Given data section start
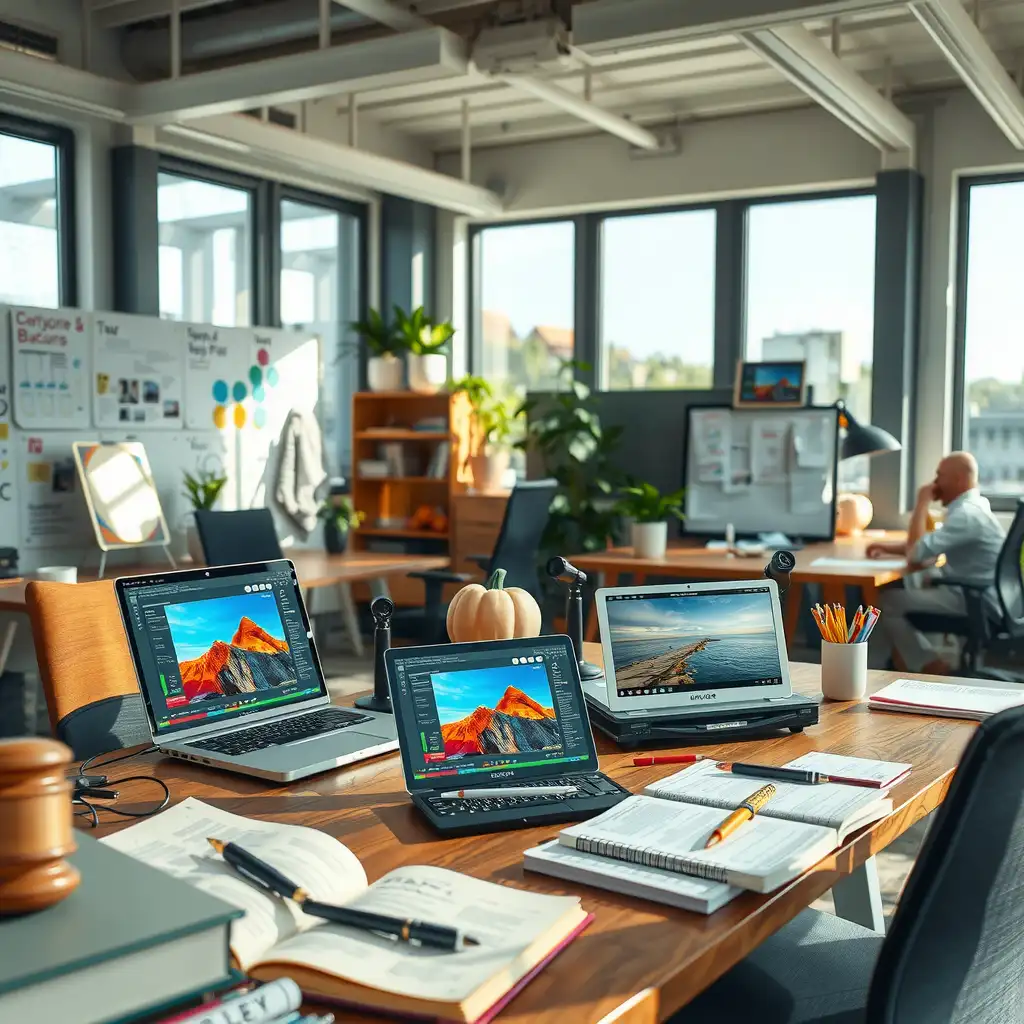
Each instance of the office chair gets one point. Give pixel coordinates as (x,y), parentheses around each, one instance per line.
(236,538)
(954,950)
(86,670)
(517,551)
(982,630)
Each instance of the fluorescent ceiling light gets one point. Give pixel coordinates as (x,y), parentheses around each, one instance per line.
(968,50)
(376,64)
(804,59)
(354,167)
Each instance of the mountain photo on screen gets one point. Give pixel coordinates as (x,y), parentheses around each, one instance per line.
(229,645)
(501,710)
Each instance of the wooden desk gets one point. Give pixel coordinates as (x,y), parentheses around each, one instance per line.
(666,955)
(688,559)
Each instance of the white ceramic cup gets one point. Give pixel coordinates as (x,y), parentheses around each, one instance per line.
(57,573)
(844,671)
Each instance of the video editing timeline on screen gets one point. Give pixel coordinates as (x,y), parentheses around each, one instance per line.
(484,711)
(214,647)
(674,642)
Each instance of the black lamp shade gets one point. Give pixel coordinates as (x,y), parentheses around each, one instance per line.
(862,438)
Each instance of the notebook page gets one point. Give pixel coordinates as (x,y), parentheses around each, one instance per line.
(761,848)
(830,805)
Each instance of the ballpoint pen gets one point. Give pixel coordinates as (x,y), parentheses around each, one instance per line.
(406,930)
(744,812)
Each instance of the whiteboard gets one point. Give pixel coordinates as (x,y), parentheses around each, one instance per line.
(762,470)
(138,369)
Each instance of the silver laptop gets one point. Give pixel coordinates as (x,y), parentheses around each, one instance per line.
(230,677)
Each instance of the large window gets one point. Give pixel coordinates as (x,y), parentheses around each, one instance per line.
(36,256)
(649,262)
(206,247)
(991,322)
(810,296)
(526,324)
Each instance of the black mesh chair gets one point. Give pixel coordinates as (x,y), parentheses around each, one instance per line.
(517,551)
(237,538)
(982,629)
(954,951)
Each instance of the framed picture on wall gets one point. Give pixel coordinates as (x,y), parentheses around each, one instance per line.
(773,385)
Given data section end
What to do:
Repeat exactly, and only, the lines from the one containing "Each instance of the framed" through the end of the material.

Response area:
Each instance of the framed picture on wall gets one point. Give pixel coordinates as (x,y), parentheses around each, one instance per line.
(773,385)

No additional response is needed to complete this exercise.